***** QUOTED PASSAGE

However, when she sought to use her health insurance to cover a vaginoplasty her healthcare providers had deemed necessary, the request was denied. The sheriff’s office health plan has specific exceptions for “[d]rugs for sex change surgery” and “[s]ervices and supplies for a sex change and/or the reversal of a sex change.”
The district court found, and the initial appeals court panel affirmed, that these exclusions violated Title VII of the Civil Rights Act of 1964. But the Eleventh Circuit has decided to rehear the case en banc, with all twelve judges instead of the initial panel of three.
As part of its decision to rehear the case, the panel’s earlier ruling that the district court was correct has been vacated. Oral argument in Lange v. Houston County will now be heard by the full Eleventh Circuit in February.
In a press release, Marshall claimed that if the ruling is allowed to stand, it would have “negative consequences for employers by imposing greater liability and reduced clarity on how far the law extends.” He said he’s “confident that the full court will agree and overturn this irrational decision.”

**********
***** EXCERPTED DATA

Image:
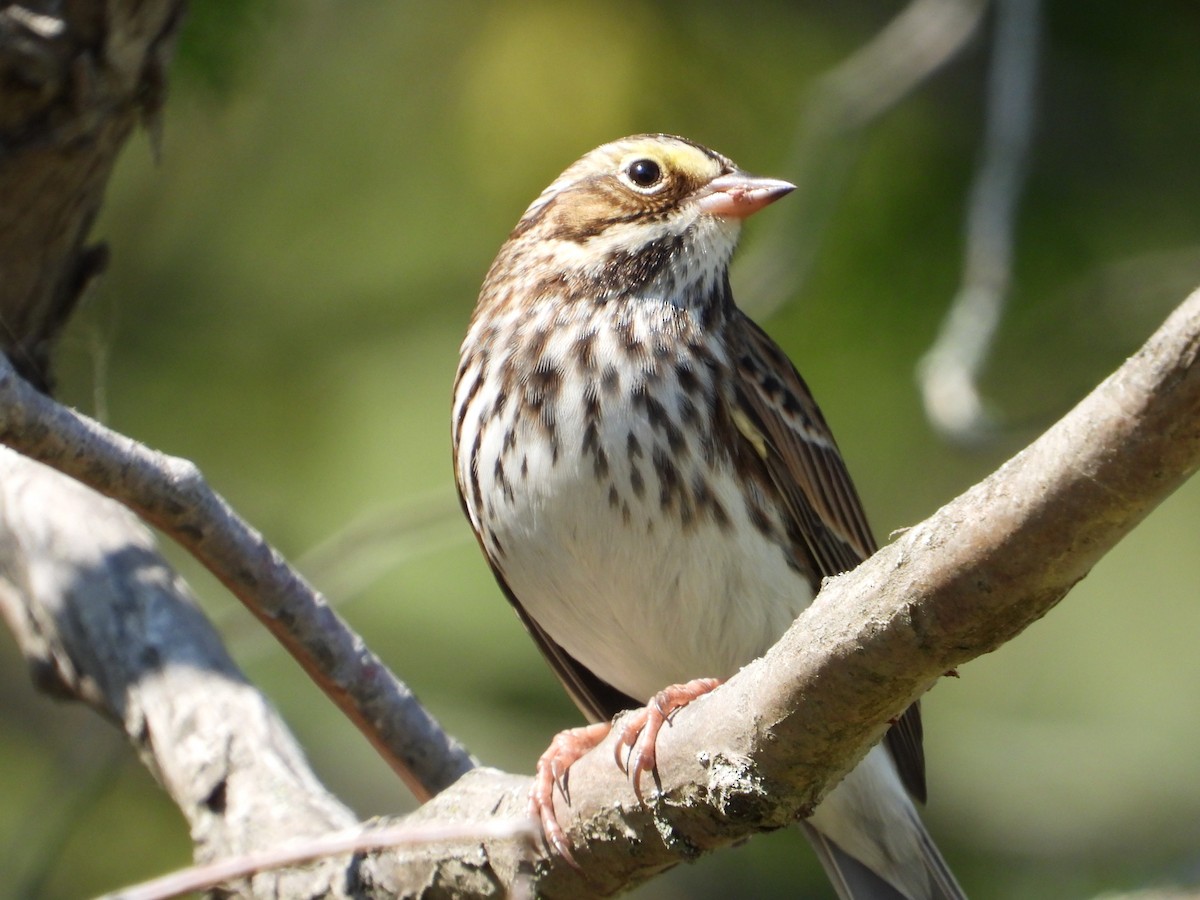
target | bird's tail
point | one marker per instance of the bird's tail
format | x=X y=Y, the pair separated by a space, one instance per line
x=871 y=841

**********
***** EXCERPTED DATA

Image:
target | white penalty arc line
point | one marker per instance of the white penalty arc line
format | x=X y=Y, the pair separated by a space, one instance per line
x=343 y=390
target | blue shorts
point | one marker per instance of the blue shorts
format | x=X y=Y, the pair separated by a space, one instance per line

**********
***** EXCERPTED DATA

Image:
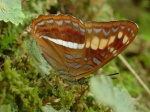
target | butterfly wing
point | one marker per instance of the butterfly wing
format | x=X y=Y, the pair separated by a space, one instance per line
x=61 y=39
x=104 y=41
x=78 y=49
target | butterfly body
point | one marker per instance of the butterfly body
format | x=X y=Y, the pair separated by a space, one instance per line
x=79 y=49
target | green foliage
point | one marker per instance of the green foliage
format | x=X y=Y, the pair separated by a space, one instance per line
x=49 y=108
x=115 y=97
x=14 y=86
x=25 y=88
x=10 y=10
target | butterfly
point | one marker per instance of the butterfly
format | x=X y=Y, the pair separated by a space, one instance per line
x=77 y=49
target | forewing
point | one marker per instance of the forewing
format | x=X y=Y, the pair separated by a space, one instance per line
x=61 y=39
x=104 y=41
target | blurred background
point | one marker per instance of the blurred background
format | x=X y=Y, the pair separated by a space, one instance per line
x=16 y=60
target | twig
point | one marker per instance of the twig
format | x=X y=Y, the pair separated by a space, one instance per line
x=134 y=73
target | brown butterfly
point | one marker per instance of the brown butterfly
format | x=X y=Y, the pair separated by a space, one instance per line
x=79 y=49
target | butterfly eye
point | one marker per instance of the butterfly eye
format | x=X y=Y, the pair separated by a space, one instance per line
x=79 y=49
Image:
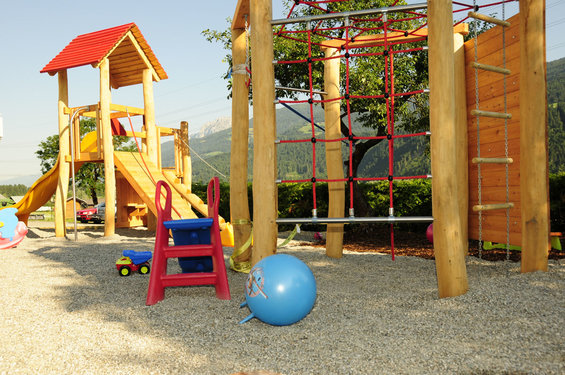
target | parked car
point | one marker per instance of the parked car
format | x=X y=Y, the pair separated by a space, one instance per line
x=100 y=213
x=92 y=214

**********

BRIEF 1: In the passage about Lange v. Houston County, how many judges will hear the case en banc?
BRIEF 2: In the passage about Lange v. Houston County, why does Marshall want the ruling overturned?

WRITTEN SOLUTION 1: All twelve judges of the Eleventh Circuit will hear it, instead of the first panel of three.

WRITTEN SOLUTION 2: He argues that letting the ruling stand would hurt employers by giving them more liability. It would also leave them less sure how far the law reaches.